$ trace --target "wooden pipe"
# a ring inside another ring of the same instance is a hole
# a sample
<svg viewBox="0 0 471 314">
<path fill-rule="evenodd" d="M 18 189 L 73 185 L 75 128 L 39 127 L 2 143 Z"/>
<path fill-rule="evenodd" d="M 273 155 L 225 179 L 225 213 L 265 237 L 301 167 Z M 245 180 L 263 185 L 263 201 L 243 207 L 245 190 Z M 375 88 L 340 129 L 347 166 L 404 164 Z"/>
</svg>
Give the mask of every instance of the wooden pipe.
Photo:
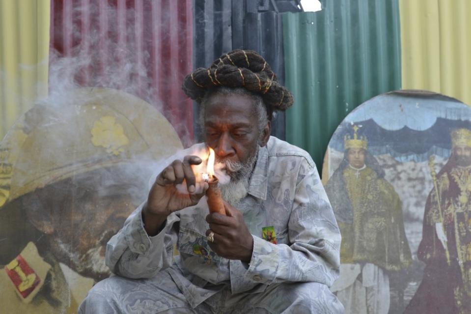
<svg viewBox="0 0 471 314">
<path fill-rule="evenodd" d="M 206 197 L 208 201 L 208 207 L 211 213 L 219 213 L 225 216 L 226 211 L 224 208 L 222 198 L 221 196 L 221 190 L 218 186 L 219 180 L 213 175 L 208 181 L 209 187 L 206 190 Z"/>
</svg>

◆ ◆ ◆ ◆ ◆ ◆ ◆

» TASK:
How many lines in the rows above contain the string "instance"? Reply with only the number.

» REPLY:
2